_EXCERPTED PASSAGE_

_ _ _ _

How to Order Drinks in French Bars: Terrace Phrases, Apéro Etiquette, and Regional Drinks Explained
Ordering drinks in a French bar becomes stressful at exactly the wrong moment: the server arrives, the terrace is busy, and everyone else already knows the rhythm. The problem is not just vocabulary. It is tone, timing, regional specifics, and knowing what sounds natural in France versus what sounds like a phrasebook read aloud.
How to order without sounding abrupt
French bar service is less performative than American service and less chatty than many visitors expect. That does not mean it is rude. It means you are expected to be clear, polite, and low-drama. The politeness system applies here exactly as it does everywhere else in France: bonjour first, request second, s’il vous plaît attached. Skip that sequence and the interaction starts wrong before you have even named the drink.
If the ordering moment itself makes you freeze, that is the same nervous system response described in the shy beginners guide. Pre-decide your phrase before you sit down. Write it on your phone if you need to. The 3-second rule works at the bar exactly like it works at the bakery.
What to say on a café terrace
A French terrace has its own rhythm. You are ordering in public, within earshot of other tables, and usually under mild time pressure. The café culture guide covers the full code, but the terrace version is simpler: order in units the place already expects. Beer size, wine by the glass, standard terrace drinks. Move faster than your anxiety.
The same transaction logic applies at the bakery and the restaurant: bonjour, order, s’il vous plaît, merci, au revoir. The words change. The frame does not.
Apéro, toasting, and paying without getting the tone wrong
L’apéro is not just “drinks before dinner.” It is a social transition. People meet, settle, snack lightly, and talk before the meal begins. If you understand that, French drinking situations become less mysterious. If you treat it like a quick drink stop, you will misread the whole event. The cheese culture guide covers what often appears alongside the apéro: saucisson, olives, comté, and the fromage board that follows dinner.

_ _ _ _

_SET EXERCISE_
Transcribe the part of the guide on ordering drinks in French bars starting at "The same transaction" and ending at "frame does not.".

_A run of lines_
_ _ _ _

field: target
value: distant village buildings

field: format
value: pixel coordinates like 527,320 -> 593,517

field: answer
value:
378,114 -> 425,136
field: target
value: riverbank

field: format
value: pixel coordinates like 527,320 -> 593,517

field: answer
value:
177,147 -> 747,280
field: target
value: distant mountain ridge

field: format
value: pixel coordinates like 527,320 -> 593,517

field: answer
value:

_ _ _ _

_SOLUTION TO THE PROBLEM_
The same transaction logic applies at the bakery and the restaurant: bonjour, order, s’il vous plaît, merci, au revoir. The words change. The frame does not.